The result is work that is technically and conceptually slick, though rather more flippant than its forerunner. If Levine hints at what critic Harold Bloom has called the exhaustion of being a “latecomer”--one who arrives on the scene once everything seems to have been said and done--Neidich makes this exhaustion explicit.

A group of archival photographs of Surrealists, Italian Futurists, Andy Warhol and the Factory retinue are presented salon-style. One dark-haired mustachioed fellow pops up in every picture, transcending time, space and, presumably, artistic style. This figure is the very slippery, very determined Neidich.

Assisted by a simple computer program, he gleefully deletes Richard Pousette-Dart from Nina Leen’s 1951 photograph of “The Irascibles” and substitutes himself. He erases an unidentified member of the Bauhaus so he can hang out with Walter Gropius and Paul Klee. With tongue-in-cheek precision (and a serious debt to Woody Allen’s Zelig), Neidich enacts the romance of trespass. He enters the sacred realm of creativity, while paying only cut-rate dues.

Information shown:
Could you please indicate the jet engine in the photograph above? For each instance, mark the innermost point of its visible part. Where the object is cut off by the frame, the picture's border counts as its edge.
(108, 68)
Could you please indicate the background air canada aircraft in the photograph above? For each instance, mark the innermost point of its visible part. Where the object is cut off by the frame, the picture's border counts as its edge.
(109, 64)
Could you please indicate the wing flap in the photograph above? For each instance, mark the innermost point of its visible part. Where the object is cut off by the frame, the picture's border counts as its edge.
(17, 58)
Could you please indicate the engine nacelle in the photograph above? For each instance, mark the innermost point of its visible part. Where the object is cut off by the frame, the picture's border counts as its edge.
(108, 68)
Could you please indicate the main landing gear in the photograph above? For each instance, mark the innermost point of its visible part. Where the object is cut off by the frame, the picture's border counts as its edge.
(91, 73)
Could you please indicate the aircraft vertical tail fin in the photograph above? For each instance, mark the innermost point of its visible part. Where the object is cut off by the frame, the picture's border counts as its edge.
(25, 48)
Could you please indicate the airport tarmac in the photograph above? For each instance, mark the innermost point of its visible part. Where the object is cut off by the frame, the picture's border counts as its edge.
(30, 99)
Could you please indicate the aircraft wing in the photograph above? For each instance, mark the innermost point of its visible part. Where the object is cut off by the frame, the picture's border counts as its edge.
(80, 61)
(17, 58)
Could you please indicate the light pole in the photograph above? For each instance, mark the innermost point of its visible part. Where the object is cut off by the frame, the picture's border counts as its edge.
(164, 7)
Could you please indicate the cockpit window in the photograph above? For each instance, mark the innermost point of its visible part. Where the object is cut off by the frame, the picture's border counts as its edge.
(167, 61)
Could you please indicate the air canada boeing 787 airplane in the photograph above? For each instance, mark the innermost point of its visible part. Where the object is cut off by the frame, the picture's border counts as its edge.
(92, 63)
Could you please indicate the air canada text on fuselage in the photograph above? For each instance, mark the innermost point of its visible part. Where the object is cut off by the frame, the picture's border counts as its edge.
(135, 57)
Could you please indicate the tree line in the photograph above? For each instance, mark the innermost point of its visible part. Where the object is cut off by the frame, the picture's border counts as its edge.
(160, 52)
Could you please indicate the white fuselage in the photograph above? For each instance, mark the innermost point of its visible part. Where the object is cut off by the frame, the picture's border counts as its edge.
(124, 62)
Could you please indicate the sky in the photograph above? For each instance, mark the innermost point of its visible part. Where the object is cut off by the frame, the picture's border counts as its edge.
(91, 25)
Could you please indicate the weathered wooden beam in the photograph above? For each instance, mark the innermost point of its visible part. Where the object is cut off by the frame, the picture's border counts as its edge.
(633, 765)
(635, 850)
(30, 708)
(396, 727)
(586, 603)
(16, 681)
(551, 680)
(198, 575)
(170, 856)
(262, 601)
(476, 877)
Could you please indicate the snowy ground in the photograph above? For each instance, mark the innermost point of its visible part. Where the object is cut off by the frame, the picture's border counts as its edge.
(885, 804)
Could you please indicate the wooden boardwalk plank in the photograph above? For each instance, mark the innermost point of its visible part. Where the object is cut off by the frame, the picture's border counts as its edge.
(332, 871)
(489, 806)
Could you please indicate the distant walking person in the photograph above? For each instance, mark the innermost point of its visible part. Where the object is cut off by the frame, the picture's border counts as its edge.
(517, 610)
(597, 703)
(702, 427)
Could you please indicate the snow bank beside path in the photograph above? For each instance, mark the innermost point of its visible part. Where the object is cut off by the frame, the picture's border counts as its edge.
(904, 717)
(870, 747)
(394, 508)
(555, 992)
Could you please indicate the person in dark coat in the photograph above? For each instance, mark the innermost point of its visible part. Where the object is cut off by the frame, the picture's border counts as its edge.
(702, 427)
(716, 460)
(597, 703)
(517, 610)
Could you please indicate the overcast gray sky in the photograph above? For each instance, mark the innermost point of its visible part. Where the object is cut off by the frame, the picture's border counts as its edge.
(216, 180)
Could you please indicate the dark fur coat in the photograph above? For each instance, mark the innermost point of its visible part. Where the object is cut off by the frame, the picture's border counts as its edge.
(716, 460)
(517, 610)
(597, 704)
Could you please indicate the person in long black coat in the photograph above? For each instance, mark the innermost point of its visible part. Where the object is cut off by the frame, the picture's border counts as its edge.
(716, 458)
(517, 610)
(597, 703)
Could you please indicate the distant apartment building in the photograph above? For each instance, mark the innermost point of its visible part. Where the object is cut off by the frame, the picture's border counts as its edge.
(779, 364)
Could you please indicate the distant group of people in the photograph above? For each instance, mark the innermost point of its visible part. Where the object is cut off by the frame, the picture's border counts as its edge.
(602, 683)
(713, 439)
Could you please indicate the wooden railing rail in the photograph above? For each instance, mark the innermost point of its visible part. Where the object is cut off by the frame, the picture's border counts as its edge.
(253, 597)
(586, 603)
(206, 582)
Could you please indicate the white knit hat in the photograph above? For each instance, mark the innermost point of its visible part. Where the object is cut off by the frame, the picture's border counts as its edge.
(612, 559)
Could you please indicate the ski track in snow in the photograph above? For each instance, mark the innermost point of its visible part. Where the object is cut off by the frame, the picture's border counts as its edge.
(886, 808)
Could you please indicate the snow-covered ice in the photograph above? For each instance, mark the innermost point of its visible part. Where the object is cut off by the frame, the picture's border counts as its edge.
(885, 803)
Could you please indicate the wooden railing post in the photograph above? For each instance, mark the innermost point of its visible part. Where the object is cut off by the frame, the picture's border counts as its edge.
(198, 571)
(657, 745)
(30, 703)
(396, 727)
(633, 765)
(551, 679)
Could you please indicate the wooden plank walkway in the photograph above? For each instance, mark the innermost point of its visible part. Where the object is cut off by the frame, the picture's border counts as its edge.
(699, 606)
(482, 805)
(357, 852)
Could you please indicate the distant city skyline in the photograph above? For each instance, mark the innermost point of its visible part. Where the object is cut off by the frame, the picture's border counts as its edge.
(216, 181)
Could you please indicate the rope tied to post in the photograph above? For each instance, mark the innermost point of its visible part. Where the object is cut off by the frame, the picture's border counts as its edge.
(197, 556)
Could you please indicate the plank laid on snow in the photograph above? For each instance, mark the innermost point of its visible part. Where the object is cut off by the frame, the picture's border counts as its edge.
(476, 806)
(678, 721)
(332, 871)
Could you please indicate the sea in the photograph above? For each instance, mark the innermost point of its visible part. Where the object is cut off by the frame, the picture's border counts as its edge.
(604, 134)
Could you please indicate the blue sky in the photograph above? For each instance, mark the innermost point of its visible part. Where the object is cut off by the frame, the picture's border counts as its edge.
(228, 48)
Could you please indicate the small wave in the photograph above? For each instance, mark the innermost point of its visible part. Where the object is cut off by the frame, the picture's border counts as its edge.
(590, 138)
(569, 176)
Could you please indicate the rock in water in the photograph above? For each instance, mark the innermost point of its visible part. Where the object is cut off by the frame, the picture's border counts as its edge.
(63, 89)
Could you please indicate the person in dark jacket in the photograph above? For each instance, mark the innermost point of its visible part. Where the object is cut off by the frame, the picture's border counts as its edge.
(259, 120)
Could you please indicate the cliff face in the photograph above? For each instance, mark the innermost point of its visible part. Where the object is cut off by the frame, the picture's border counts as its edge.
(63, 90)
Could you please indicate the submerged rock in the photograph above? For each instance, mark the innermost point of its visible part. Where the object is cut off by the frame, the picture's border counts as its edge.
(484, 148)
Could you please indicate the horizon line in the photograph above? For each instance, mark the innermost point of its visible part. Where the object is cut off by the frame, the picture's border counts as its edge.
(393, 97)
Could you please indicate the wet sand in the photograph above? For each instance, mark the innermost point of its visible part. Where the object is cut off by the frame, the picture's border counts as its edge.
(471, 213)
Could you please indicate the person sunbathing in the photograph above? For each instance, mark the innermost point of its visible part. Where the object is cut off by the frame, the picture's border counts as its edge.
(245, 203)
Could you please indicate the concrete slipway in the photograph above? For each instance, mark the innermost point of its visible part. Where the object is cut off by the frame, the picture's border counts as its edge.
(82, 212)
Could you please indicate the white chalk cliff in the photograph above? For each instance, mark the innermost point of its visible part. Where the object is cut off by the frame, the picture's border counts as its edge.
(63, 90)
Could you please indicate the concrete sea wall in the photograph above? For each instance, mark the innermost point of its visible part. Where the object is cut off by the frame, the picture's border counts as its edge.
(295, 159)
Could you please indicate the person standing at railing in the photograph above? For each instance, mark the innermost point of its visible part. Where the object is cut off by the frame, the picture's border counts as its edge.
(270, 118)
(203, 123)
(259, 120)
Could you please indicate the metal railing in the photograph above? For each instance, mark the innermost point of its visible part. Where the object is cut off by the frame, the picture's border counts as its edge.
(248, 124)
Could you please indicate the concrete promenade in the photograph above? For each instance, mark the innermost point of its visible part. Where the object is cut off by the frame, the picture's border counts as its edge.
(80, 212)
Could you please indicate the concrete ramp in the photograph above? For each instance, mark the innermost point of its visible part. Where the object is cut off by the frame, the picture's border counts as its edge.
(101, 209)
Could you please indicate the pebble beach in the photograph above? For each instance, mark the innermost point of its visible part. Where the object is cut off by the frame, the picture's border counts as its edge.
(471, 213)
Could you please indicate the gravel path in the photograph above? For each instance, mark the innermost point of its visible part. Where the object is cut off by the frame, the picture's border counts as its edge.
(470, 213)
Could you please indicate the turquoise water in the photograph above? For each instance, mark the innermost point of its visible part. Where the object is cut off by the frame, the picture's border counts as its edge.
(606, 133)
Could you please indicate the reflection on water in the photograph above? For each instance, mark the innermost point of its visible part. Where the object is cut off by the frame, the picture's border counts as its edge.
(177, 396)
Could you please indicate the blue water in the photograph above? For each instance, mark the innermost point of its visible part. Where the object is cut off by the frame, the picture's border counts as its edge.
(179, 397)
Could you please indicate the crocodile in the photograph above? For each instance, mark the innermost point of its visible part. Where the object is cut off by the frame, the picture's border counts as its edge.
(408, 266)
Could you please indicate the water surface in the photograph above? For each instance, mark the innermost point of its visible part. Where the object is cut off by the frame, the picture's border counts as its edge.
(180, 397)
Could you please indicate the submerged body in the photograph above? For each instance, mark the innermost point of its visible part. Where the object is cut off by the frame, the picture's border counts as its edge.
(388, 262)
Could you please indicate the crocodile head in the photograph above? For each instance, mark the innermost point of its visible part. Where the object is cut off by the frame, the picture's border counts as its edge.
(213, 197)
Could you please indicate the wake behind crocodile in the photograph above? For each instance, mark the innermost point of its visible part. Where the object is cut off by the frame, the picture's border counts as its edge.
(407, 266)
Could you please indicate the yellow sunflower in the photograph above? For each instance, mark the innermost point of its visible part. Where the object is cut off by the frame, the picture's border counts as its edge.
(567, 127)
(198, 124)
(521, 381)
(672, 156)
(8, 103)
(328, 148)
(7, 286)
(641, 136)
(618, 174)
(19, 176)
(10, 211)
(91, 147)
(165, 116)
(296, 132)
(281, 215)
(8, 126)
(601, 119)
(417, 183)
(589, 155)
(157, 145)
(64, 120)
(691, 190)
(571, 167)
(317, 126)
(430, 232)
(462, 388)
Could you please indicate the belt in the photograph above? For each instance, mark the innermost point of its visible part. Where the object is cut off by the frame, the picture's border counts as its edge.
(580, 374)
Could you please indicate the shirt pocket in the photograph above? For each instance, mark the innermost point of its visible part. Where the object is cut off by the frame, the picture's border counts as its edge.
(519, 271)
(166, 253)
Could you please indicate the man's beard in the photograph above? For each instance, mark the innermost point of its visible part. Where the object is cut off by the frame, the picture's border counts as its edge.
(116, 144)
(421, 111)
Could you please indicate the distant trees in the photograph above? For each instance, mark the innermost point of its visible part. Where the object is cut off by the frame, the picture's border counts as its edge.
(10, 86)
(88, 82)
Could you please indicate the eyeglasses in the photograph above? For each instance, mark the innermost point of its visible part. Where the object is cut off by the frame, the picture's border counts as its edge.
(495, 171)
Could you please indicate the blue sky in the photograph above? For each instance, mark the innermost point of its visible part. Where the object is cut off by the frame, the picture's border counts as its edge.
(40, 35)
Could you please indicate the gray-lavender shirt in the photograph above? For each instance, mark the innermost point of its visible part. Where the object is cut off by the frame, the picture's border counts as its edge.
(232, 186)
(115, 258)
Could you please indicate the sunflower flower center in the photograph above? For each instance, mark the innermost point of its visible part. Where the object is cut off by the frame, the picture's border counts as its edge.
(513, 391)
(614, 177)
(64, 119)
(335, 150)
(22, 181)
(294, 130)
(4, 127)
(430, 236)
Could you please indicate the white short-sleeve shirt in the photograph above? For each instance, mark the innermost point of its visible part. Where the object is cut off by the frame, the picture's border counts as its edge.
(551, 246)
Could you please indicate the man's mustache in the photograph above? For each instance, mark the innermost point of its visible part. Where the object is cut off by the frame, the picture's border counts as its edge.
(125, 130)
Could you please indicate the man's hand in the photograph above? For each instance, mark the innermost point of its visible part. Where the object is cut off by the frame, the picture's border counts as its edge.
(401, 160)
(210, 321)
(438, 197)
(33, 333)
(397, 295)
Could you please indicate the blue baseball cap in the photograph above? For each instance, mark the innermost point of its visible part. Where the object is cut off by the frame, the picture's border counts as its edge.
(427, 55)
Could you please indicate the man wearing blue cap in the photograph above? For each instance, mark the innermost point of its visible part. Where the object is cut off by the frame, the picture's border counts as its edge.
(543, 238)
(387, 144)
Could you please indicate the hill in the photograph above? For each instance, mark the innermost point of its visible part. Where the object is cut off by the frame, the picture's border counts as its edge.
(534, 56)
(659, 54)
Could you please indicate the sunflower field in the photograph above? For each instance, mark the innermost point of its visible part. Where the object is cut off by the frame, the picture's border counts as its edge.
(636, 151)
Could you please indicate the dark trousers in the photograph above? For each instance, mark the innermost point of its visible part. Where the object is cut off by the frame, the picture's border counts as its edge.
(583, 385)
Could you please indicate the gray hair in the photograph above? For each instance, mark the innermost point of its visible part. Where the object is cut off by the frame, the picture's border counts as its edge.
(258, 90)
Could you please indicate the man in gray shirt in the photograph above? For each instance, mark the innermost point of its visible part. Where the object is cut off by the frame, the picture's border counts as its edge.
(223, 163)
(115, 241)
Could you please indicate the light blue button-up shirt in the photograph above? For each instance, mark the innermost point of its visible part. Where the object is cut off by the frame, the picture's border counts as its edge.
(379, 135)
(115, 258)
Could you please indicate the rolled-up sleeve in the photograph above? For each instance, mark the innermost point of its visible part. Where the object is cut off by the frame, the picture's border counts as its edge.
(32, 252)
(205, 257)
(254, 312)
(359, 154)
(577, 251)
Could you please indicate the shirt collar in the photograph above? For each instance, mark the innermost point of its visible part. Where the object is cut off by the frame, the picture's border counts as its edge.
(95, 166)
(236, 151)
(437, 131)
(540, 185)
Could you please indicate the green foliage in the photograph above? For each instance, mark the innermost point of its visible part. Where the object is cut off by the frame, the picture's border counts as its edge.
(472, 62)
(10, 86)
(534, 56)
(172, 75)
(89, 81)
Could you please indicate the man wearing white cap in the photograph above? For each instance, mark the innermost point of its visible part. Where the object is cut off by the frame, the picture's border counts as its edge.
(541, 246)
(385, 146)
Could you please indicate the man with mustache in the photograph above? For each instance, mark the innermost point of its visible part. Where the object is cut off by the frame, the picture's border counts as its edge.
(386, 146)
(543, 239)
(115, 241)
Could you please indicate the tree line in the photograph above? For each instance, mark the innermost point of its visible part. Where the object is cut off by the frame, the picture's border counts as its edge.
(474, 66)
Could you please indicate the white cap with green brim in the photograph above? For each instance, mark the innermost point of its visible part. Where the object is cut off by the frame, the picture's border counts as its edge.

Short problem:
Please name the person Neidich removes from Nina Leen's 1951 photograph of "The Irascibles," according to the excerpt about his work.

Answer for the task:
Richard Pousette-Dart